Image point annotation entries
* * * * *
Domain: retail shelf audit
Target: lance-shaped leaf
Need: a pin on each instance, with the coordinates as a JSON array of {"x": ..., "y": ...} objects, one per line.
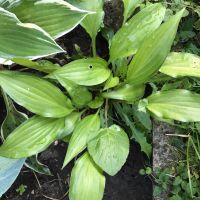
[
  {"x": 110, "y": 149},
  {"x": 126, "y": 92},
  {"x": 13, "y": 118},
  {"x": 9, "y": 170},
  {"x": 56, "y": 17},
  {"x": 41, "y": 65},
  {"x": 130, "y": 37},
  {"x": 181, "y": 64},
  {"x": 23, "y": 40},
  {"x": 181, "y": 105},
  {"x": 129, "y": 7},
  {"x": 31, "y": 137},
  {"x": 88, "y": 72},
  {"x": 35, "y": 94},
  {"x": 87, "y": 181},
  {"x": 153, "y": 51},
  {"x": 79, "y": 94},
  {"x": 85, "y": 130},
  {"x": 92, "y": 22}
]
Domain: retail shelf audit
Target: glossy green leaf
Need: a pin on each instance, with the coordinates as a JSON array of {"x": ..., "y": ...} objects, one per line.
[
  {"x": 56, "y": 17},
  {"x": 87, "y": 181},
  {"x": 129, "y": 7},
  {"x": 34, "y": 164},
  {"x": 70, "y": 123},
  {"x": 88, "y": 72},
  {"x": 79, "y": 94},
  {"x": 41, "y": 65},
  {"x": 130, "y": 37},
  {"x": 153, "y": 51},
  {"x": 110, "y": 149},
  {"x": 126, "y": 92},
  {"x": 92, "y": 22},
  {"x": 23, "y": 40},
  {"x": 111, "y": 82},
  {"x": 13, "y": 117},
  {"x": 178, "y": 104},
  {"x": 85, "y": 130},
  {"x": 181, "y": 64},
  {"x": 35, "y": 94},
  {"x": 9, "y": 170},
  {"x": 31, "y": 137}
]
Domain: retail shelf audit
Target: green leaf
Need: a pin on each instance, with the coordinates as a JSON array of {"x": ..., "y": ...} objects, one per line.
[
  {"x": 181, "y": 64},
  {"x": 34, "y": 164},
  {"x": 9, "y": 170},
  {"x": 111, "y": 82},
  {"x": 35, "y": 94},
  {"x": 70, "y": 122},
  {"x": 125, "y": 92},
  {"x": 41, "y": 65},
  {"x": 129, "y": 7},
  {"x": 23, "y": 40},
  {"x": 31, "y": 137},
  {"x": 92, "y": 22},
  {"x": 130, "y": 37},
  {"x": 178, "y": 104},
  {"x": 56, "y": 17},
  {"x": 110, "y": 149},
  {"x": 87, "y": 181},
  {"x": 13, "y": 117},
  {"x": 88, "y": 72},
  {"x": 79, "y": 94},
  {"x": 85, "y": 130},
  {"x": 153, "y": 51}
]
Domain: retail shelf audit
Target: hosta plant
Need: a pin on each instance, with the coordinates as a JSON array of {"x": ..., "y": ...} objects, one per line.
[{"x": 78, "y": 102}]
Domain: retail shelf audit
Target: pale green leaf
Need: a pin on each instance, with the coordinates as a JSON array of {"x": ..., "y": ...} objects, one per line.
[
  {"x": 110, "y": 149},
  {"x": 130, "y": 37},
  {"x": 34, "y": 164},
  {"x": 35, "y": 94},
  {"x": 9, "y": 170},
  {"x": 181, "y": 64},
  {"x": 88, "y": 72},
  {"x": 87, "y": 181},
  {"x": 79, "y": 94},
  {"x": 56, "y": 17},
  {"x": 13, "y": 117},
  {"x": 70, "y": 122},
  {"x": 153, "y": 51},
  {"x": 23, "y": 40},
  {"x": 129, "y": 7},
  {"x": 126, "y": 92},
  {"x": 85, "y": 130},
  {"x": 41, "y": 65},
  {"x": 31, "y": 137},
  {"x": 178, "y": 104},
  {"x": 92, "y": 22}
]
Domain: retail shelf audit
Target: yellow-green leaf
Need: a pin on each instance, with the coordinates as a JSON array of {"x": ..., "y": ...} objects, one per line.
[
  {"x": 23, "y": 40},
  {"x": 85, "y": 130},
  {"x": 31, "y": 137},
  {"x": 87, "y": 181},
  {"x": 130, "y": 37},
  {"x": 181, "y": 64},
  {"x": 88, "y": 72},
  {"x": 35, "y": 94},
  {"x": 153, "y": 51},
  {"x": 181, "y": 105},
  {"x": 56, "y": 17},
  {"x": 126, "y": 92},
  {"x": 110, "y": 149}
]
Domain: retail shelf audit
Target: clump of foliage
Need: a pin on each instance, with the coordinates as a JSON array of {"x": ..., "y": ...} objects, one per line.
[{"x": 87, "y": 101}]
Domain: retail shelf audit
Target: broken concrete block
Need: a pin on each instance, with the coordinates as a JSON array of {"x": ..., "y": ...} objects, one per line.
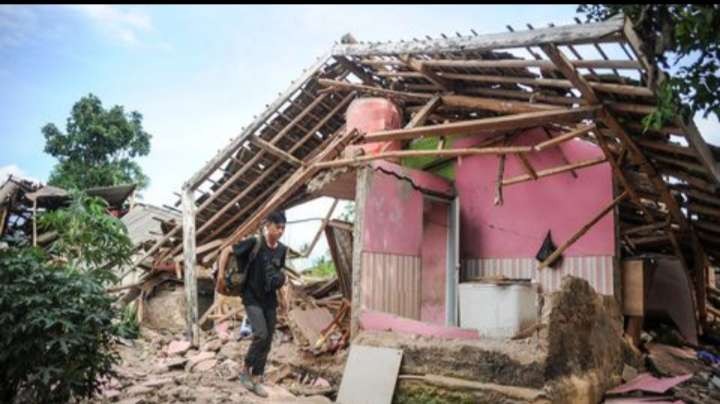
[
  {"x": 213, "y": 345},
  {"x": 178, "y": 347},
  {"x": 155, "y": 382},
  {"x": 629, "y": 373},
  {"x": 204, "y": 366},
  {"x": 195, "y": 359},
  {"x": 138, "y": 390}
]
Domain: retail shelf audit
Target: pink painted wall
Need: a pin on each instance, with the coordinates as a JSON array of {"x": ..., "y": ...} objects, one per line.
[
  {"x": 434, "y": 258},
  {"x": 560, "y": 202},
  {"x": 392, "y": 220}
]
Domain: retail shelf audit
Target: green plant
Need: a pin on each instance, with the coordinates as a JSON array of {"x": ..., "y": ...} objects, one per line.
[
  {"x": 323, "y": 267},
  {"x": 98, "y": 147},
  {"x": 56, "y": 330},
  {"x": 686, "y": 33},
  {"x": 88, "y": 238},
  {"x": 127, "y": 326}
]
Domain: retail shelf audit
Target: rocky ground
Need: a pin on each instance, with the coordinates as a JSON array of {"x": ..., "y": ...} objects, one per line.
[{"x": 160, "y": 367}]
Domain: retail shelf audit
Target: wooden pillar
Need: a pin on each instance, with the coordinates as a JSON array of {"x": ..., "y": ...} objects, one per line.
[
  {"x": 35, "y": 223},
  {"x": 362, "y": 188},
  {"x": 190, "y": 278}
]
* * * * *
Working from the lines above, reproduce the material exactly and exclude its pictures.

Domain: retail shelf audit
Target: lance-shaped leaf
Need: a pin on each instance, with the coordinates as a JSON array of {"x": ..., "y": ...} objects, one per line.
[
  {"x": 110, "y": 149},
  {"x": 126, "y": 92},
  {"x": 13, "y": 118},
  {"x": 9, "y": 170},
  {"x": 56, "y": 17},
  {"x": 41, "y": 65},
  {"x": 130, "y": 37},
  {"x": 181, "y": 64},
  {"x": 23, "y": 40},
  {"x": 181, "y": 105},
  {"x": 129, "y": 7},
  {"x": 31, "y": 137},
  {"x": 88, "y": 72},
  {"x": 35, "y": 94},
  {"x": 87, "y": 181},
  {"x": 153, "y": 51},
  {"x": 79, "y": 94},
  {"x": 85, "y": 130},
  {"x": 92, "y": 22}
]
Domain: retail shelf audit
Target: glossy green leaf
Need: a pin on each instance, with the coordinates as a JSON array of {"x": ..., "y": ...} objects, one per line.
[
  {"x": 56, "y": 17},
  {"x": 87, "y": 181},
  {"x": 129, "y": 7},
  {"x": 34, "y": 164},
  {"x": 70, "y": 123},
  {"x": 88, "y": 72},
  {"x": 79, "y": 94},
  {"x": 41, "y": 65},
  {"x": 130, "y": 37},
  {"x": 153, "y": 51},
  {"x": 110, "y": 149},
  {"x": 126, "y": 92},
  {"x": 92, "y": 22},
  {"x": 23, "y": 40},
  {"x": 111, "y": 82},
  {"x": 13, "y": 117},
  {"x": 178, "y": 104},
  {"x": 85, "y": 130},
  {"x": 181, "y": 64},
  {"x": 35, "y": 94},
  {"x": 9, "y": 170},
  {"x": 31, "y": 137}
]
Domain: retail shelf audit
Target: green leaf
Need: a pin on each instance, with the coordinates as a JSON array of {"x": ..., "y": ...} objects, one per line.
[
  {"x": 181, "y": 64},
  {"x": 34, "y": 164},
  {"x": 9, "y": 170},
  {"x": 111, "y": 82},
  {"x": 35, "y": 94},
  {"x": 70, "y": 122},
  {"x": 125, "y": 92},
  {"x": 41, "y": 65},
  {"x": 129, "y": 7},
  {"x": 23, "y": 40},
  {"x": 31, "y": 137},
  {"x": 92, "y": 22},
  {"x": 130, "y": 37},
  {"x": 178, "y": 104},
  {"x": 56, "y": 17},
  {"x": 110, "y": 149},
  {"x": 87, "y": 181},
  {"x": 13, "y": 117},
  {"x": 88, "y": 72},
  {"x": 79, "y": 94},
  {"x": 85, "y": 130},
  {"x": 153, "y": 51}
]
Domain: retail shelf audit
Target: hosta plant
Need: a pin on each instance, with the coordinates as a JSON array of {"x": ..., "y": ...} objects, one per line.
[{"x": 78, "y": 102}]
Domain: retail shelf audit
Target: pale green leaf
Need: a pin on each instance, with the coordinates as a JSON array of {"x": ..., "y": ...} objects, one per line.
[
  {"x": 110, "y": 149},
  {"x": 130, "y": 37},
  {"x": 34, "y": 164},
  {"x": 35, "y": 94},
  {"x": 9, "y": 170},
  {"x": 181, "y": 64},
  {"x": 88, "y": 72},
  {"x": 87, "y": 181},
  {"x": 79, "y": 94},
  {"x": 56, "y": 17},
  {"x": 13, "y": 117},
  {"x": 70, "y": 122},
  {"x": 153, "y": 51},
  {"x": 23, "y": 40},
  {"x": 129, "y": 7},
  {"x": 126, "y": 92},
  {"x": 85, "y": 130},
  {"x": 41, "y": 65},
  {"x": 31, "y": 137},
  {"x": 178, "y": 104},
  {"x": 92, "y": 22}
]
Domain: retail shelf audit
Target: yellow-green leaf
Need: a pin on each instance, with the coordinates as a JSON array of {"x": ..., "y": ...} objects, one per line.
[
  {"x": 23, "y": 40},
  {"x": 85, "y": 130},
  {"x": 31, "y": 137},
  {"x": 87, "y": 181},
  {"x": 130, "y": 37},
  {"x": 181, "y": 64},
  {"x": 88, "y": 72},
  {"x": 35, "y": 94},
  {"x": 153, "y": 51},
  {"x": 181, "y": 105},
  {"x": 56, "y": 17},
  {"x": 126, "y": 92},
  {"x": 110, "y": 149}
]
Domain: retail shelf audit
Target: clump of foliage
Need: a pin on each instance, with the coordinates as a JSON array of {"x": ..., "y": ...} objects, one per line.
[{"x": 87, "y": 101}]
Domain: retail shelf audit
Target: broken concrete block
Need: a pin on each instance, with the coordinates as a JSON array of {"x": ..., "y": ...} objects, one per line.
[
  {"x": 213, "y": 345},
  {"x": 178, "y": 347},
  {"x": 155, "y": 382},
  {"x": 629, "y": 373},
  {"x": 204, "y": 366},
  {"x": 195, "y": 359},
  {"x": 138, "y": 390}
]
Domain: retail shelf audit
Target: pink painted wall
Need: a pin on each instance, with the coordinates as a JSON array of {"x": ..., "y": ...} objects, one per line.
[
  {"x": 434, "y": 258},
  {"x": 560, "y": 202},
  {"x": 392, "y": 220}
]
Domain: retail shelf audit
Target: green plant
Need: a pin on each instance, with the coordinates as a JSON array of {"x": ..., "y": ...} objects, one per line.
[
  {"x": 323, "y": 267},
  {"x": 98, "y": 147},
  {"x": 56, "y": 330},
  {"x": 686, "y": 33},
  {"x": 88, "y": 238},
  {"x": 127, "y": 326}
]
Domain: retail shelf audit
Target: rocky ground
Need: a pin on each instance, with the coordinates as a JSON array of {"x": ..., "y": ...} objects, one per line.
[{"x": 160, "y": 367}]
Domain: retail shelf audit
Target: wooden pillar
Need: a pin on each instance, with the coordinates as a JSON array of {"x": ..., "y": ...} objects, one per line.
[
  {"x": 35, "y": 223},
  {"x": 362, "y": 188},
  {"x": 190, "y": 278}
]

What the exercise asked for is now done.